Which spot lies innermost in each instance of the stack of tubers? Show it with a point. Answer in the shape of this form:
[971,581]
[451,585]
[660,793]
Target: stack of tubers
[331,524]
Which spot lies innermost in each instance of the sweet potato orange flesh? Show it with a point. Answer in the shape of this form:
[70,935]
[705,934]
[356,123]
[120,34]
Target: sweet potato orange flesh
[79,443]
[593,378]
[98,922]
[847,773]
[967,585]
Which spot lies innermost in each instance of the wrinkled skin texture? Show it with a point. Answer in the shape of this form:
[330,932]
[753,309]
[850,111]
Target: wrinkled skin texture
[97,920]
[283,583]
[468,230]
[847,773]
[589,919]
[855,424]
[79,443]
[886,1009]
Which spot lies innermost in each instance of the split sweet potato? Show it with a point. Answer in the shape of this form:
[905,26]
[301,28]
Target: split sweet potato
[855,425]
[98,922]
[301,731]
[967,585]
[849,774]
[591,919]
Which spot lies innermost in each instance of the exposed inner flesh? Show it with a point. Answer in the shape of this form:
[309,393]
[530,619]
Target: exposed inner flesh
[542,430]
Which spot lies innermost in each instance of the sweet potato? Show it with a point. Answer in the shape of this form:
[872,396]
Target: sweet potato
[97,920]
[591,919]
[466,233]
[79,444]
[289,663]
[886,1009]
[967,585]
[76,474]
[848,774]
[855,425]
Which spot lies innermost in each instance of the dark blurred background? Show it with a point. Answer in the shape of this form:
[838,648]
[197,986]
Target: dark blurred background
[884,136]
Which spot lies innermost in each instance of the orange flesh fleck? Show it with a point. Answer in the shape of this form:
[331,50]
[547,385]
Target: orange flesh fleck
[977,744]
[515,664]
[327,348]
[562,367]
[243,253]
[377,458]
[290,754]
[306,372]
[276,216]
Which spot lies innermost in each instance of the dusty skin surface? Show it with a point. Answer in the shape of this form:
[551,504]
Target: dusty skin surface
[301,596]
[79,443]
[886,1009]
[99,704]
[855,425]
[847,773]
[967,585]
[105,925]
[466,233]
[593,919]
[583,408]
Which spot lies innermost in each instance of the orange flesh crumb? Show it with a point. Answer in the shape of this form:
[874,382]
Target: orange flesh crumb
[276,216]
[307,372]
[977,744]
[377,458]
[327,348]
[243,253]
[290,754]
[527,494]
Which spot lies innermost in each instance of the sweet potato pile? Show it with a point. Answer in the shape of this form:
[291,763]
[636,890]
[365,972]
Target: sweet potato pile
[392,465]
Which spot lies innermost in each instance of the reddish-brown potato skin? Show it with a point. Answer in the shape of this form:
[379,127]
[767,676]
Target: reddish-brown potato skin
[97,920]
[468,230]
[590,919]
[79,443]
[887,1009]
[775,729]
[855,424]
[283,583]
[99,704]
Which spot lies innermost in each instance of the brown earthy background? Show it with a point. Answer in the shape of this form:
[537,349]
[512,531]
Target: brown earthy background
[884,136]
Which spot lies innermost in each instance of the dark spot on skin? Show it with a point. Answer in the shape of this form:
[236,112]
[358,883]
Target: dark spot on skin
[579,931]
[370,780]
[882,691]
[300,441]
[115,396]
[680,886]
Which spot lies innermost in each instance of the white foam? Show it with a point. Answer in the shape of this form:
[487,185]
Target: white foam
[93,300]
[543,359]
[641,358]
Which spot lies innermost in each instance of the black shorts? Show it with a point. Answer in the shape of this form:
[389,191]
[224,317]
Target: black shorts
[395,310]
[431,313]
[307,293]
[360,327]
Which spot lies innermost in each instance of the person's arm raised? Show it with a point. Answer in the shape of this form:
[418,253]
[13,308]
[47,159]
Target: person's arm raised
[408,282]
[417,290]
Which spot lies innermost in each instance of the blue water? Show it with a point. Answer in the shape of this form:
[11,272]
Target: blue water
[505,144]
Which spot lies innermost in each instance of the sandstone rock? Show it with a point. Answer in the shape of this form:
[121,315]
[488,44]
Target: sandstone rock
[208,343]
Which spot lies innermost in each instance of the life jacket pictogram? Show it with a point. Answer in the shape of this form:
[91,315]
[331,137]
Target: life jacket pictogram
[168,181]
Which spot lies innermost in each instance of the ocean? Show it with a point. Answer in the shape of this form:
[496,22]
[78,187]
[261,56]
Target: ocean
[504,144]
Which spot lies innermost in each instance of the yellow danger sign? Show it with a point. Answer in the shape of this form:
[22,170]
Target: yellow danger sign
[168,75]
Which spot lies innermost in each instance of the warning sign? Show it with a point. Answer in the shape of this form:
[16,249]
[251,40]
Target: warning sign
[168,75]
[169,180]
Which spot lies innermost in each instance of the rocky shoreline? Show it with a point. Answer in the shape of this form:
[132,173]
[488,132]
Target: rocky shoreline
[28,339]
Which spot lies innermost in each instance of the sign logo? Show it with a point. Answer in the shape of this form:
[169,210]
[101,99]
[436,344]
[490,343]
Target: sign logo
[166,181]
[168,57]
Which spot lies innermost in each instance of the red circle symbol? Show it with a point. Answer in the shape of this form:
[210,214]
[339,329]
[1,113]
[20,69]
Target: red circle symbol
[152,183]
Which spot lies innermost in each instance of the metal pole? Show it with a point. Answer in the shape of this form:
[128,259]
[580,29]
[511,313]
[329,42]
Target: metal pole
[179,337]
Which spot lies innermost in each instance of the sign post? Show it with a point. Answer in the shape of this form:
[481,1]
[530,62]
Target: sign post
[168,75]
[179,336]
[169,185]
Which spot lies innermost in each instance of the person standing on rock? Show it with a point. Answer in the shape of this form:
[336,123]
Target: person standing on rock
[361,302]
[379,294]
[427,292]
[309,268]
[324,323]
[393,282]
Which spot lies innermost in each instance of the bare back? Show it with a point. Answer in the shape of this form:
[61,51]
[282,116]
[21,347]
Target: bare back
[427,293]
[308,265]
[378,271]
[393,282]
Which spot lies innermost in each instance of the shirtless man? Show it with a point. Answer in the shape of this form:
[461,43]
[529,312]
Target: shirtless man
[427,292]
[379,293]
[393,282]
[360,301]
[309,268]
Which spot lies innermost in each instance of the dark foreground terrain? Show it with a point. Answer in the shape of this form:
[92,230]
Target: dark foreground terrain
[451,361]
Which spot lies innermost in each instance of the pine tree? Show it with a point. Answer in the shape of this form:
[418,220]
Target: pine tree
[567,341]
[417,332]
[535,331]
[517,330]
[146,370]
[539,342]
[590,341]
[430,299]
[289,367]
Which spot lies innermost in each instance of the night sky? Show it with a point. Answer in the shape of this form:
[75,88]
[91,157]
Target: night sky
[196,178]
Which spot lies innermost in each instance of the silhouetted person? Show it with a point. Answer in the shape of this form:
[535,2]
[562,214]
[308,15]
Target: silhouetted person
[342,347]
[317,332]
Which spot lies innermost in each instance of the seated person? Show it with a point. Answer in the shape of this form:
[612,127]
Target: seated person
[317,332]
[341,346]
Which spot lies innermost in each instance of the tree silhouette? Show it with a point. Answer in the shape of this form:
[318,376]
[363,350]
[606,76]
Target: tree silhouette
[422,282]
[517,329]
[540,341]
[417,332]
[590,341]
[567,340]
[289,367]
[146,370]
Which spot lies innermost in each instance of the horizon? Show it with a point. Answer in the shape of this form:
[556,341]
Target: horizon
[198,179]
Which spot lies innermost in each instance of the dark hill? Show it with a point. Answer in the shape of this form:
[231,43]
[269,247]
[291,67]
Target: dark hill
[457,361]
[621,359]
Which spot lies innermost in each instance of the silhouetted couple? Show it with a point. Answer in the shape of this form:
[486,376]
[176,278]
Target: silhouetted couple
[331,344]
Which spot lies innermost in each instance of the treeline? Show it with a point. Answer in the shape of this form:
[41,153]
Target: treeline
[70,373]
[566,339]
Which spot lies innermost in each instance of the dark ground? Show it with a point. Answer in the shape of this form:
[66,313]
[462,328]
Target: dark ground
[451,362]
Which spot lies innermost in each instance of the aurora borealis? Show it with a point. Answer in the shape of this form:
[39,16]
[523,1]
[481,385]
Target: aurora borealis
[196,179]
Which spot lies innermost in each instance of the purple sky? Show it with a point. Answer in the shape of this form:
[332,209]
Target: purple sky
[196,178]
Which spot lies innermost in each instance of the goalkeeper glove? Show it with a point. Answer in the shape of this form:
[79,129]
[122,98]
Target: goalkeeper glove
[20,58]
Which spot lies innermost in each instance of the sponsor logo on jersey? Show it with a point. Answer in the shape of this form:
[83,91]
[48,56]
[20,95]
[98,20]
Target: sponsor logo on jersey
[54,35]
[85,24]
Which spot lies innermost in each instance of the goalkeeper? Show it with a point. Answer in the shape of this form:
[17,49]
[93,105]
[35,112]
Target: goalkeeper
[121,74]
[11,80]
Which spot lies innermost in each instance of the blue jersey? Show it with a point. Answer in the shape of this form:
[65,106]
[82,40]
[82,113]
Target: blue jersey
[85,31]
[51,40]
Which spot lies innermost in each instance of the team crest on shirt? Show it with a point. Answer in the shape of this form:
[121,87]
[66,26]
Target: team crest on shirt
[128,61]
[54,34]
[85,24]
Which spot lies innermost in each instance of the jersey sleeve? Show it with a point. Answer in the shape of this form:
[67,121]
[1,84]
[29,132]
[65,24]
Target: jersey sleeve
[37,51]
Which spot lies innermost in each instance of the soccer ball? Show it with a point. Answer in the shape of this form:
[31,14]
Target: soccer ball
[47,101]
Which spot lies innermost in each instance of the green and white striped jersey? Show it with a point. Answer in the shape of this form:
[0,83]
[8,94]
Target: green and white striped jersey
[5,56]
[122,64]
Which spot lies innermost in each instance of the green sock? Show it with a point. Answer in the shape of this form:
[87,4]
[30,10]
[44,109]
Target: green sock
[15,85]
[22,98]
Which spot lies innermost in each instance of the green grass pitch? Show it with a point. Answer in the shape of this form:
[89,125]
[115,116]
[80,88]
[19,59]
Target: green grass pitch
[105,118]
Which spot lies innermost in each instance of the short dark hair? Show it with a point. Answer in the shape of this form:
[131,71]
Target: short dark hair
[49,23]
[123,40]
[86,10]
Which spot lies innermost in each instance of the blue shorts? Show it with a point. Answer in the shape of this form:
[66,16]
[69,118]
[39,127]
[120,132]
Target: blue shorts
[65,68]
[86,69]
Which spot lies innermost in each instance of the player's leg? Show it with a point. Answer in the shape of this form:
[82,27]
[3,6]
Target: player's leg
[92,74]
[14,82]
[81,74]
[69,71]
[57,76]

☆ ☆ ☆ ☆ ☆

Job: Copy verbatim the part of the records that opens with the line containing "Which spot lies innermost in each instance of the green grass" and runs through the end of the records, including both ends.

Solution to this problem:
Which spot lies innermost in each instance of the green grass pitch? Show it with a point. Answer in the shape of this form:
[89,125]
[115,116]
[80,88]
[19,59]
Target: green grass pitch
[105,118]
Which spot lies innermost in each instance of the short dark hair? Show it with a point. Answer in the shape of this form:
[131,71]
Target: short dark hair
[49,23]
[123,40]
[86,10]
Which spot lies innermost in each instance of the blue shorts? Show it with a point. Answer in the shape of this form:
[66,16]
[69,118]
[39,127]
[120,132]
Target: blue shorts
[65,68]
[86,69]
Which spot lies innermost in each instance of the player's leg? Show it with a point. Answer in the shape of this form:
[82,27]
[3,6]
Target: player's leg
[92,74]
[14,82]
[81,74]
[69,71]
[57,76]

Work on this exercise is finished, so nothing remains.